### WHAT YOU SHOULD DO:
Below is the data. Give it again, complete and exact.

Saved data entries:
»»
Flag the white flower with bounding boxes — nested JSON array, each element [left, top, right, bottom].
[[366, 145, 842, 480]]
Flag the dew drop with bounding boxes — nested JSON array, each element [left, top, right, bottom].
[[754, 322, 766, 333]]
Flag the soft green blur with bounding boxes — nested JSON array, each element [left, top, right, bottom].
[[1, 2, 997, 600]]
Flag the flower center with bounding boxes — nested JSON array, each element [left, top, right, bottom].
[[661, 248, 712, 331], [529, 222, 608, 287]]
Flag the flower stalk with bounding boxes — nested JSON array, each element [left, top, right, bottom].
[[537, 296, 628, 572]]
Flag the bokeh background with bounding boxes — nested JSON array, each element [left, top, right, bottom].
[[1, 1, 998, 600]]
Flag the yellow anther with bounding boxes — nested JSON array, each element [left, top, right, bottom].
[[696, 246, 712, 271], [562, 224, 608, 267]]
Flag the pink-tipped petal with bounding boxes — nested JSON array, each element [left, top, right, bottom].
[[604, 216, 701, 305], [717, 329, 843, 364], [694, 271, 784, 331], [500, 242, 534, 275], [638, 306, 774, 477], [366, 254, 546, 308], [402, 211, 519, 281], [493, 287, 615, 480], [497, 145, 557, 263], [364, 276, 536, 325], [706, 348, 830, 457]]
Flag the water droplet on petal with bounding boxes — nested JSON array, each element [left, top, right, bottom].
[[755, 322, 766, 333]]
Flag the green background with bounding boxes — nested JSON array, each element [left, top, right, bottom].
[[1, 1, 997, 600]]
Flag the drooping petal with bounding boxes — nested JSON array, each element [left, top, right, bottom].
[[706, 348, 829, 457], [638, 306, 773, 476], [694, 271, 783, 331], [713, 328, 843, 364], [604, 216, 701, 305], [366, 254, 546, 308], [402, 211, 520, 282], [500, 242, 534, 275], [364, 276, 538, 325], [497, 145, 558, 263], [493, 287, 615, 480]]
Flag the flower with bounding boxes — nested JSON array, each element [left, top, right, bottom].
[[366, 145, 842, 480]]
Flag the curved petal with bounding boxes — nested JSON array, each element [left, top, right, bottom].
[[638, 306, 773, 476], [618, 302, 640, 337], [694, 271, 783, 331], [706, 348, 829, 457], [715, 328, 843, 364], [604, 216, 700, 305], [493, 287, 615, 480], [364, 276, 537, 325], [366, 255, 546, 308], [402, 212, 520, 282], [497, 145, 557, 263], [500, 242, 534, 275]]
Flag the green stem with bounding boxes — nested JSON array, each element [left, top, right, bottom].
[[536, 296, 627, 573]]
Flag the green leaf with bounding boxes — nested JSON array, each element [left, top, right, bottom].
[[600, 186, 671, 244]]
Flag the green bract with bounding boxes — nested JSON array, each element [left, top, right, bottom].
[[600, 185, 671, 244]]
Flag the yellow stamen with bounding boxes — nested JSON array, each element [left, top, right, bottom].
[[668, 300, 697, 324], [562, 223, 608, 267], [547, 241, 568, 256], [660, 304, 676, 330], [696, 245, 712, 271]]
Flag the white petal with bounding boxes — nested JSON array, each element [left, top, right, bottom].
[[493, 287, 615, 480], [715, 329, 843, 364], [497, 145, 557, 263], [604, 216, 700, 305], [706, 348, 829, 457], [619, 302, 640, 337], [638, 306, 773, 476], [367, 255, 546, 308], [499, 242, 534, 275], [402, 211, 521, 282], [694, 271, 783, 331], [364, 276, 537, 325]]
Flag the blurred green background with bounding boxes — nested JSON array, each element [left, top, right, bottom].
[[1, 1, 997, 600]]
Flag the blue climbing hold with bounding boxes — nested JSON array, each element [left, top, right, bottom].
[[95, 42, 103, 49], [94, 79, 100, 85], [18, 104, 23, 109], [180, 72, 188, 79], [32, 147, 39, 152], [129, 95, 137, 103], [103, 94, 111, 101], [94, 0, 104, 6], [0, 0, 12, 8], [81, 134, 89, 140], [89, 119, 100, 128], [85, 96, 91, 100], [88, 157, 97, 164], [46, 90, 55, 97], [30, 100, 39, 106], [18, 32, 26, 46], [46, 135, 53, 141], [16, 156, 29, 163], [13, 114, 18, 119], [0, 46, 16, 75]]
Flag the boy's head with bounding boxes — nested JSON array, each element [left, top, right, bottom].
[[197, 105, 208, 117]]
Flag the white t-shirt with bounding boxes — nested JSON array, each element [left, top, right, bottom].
««
### WRITTEN REPLY:
Flag the white flower with bounding boxes — nested JSON array, each element [left, top, right, bottom].
[[366, 145, 842, 480]]
Flag the dew drop with bounding boxes — nested JSON array, each element [left, top, right, bottom].
[[754, 322, 766, 333]]
Flag the soft green blur with bounding boxes — nested JSON array, each element [left, top, right, bottom].
[[1, 2, 997, 600]]
Flag the flower center with bounding boxes — nested JSON array, each element [left, top, right, bottom].
[[661, 248, 712, 331], [529, 222, 608, 287]]
Flag the flower stalk with bounding boxes — nested JSON array, each element [left, top, right, bottom].
[[537, 296, 628, 572]]
Flag the bokeh background with bounding boxes — nested JSON array, each element [left, top, right, bottom].
[[1, 1, 998, 600]]
Flag the yellow anther with bounding boxes — nested JSON array, each element [left, top, right, bottom].
[[696, 246, 712, 271], [562, 224, 608, 267]]
Flag the pink-tipped petal with bounding boxes — nested JSON array, each element [left, top, right, bottom].
[[604, 216, 701, 305], [717, 329, 843, 364], [694, 271, 784, 331], [500, 242, 534, 275], [638, 306, 774, 477], [366, 254, 546, 308], [402, 211, 519, 281], [493, 287, 615, 480], [497, 145, 557, 263], [364, 276, 536, 325], [706, 348, 830, 457]]
Flag the water droplet on petal with bounding boxes — nested JSON array, each element [left, top, right, bottom].
[[755, 322, 766, 333]]
Flag the green background with bounding boxes — nested JSON array, each element [left, top, right, bottom].
[[1, 1, 997, 600]]
Flag the drooping petal with bounding boxes — nested JSON array, each element [left, top, right, bottom].
[[706, 348, 829, 457], [638, 306, 773, 476], [694, 271, 783, 331], [713, 328, 843, 364], [604, 216, 701, 305], [366, 254, 546, 308], [402, 211, 520, 282], [500, 242, 534, 275], [364, 276, 538, 325], [497, 145, 558, 263], [493, 287, 615, 480]]
Flag the flower with bounding boxes — nested JSON array, each element [left, top, right, bottom].
[[366, 145, 842, 480]]
Flag the curved petal with bounding boxes — nested JSON array, each element [left, top, right, bottom].
[[638, 306, 773, 476], [618, 302, 640, 337], [694, 271, 783, 331], [706, 348, 829, 457], [715, 328, 843, 364], [604, 216, 700, 305], [493, 287, 615, 480], [364, 276, 537, 325], [366, 255, 546, 308], [402, 212, 520, 282], [497, 145, 557, 263], [500, 242, 534, 275]]
Flag the green stem with bounding boxes — nested JSON array, each element [left, top, right, bottom].
[[536, 296, 627, 573]]
Flag the green leaf with bounding boxes — nested JSON array, each element [left, top, right, bottom].
[[600, 186, 671, 244]]
Flag the green bract with bounding boxes — nested JSON array, each element [left, top, right, bottom].
[[600, 185, 671, 244]]
Flag the yellow stamen with bounding boxes — nested JSON array, each element [left, top, right, bottom].
[[668, 300, 697, 324], [562, 223, 608, 267], [547, 241, 568, 256], [660, 304, 676, 330], [696, 245, 712, 271]]
Flag the white petal with bounding boxes — nested JSON array, each element [left, top, right, bottom].
[[493, 287, 615, 480], [715, 329, 843, 364], [497, 145, 557, 263], [604, 216, 700, 305], [706, 348, 829, 457], [619, 302, 640, 337], [638, 306, 773, 476], [367, 255, 546, 308], [499, 242, 534, 275], [402, 211, 521, 282], [694, 271, 783, 331], [364, 276, 537, 325]]
Flag the blurred green background with bounding boxes — nested JSON array, each element [left, top, right, bottom].
[[1, 1, 997, 600]]
Flag the blue climbing hold with bounding boxes — nested JSON array, each element [left, top, right, bottom].
[[95, 42, 103, 49], [94, 79, 100, 85], [18, 104, 23, 109], [180, 72, 188, 79], [32, 147, 39, 152], [129, 95, 137, 103], [103, 94, 111, 101], [94, 0, 104, 6], [0, 0, 12, 8], [81, 134, 89, 140], [89, 119, 100, 128], [85, 96, 91, 100], [88, 157, 97, 164], [46, 90, 55, 97], [30, 100, 39, 106], [18, 32, 26, 46], [46, 135, 53, 141], [16, 156, 29, 163], [13, 114, 18, 119], [0, 46, 16, 75]]
Flag the boy's head with bounding boxes — nested JSON array, each element [left, top, right, bottom].
[[197, 105, 208, 117]]
Flag the white t-shirt with bounding boxes — nested JSON array, each element [left, top, right, bottom].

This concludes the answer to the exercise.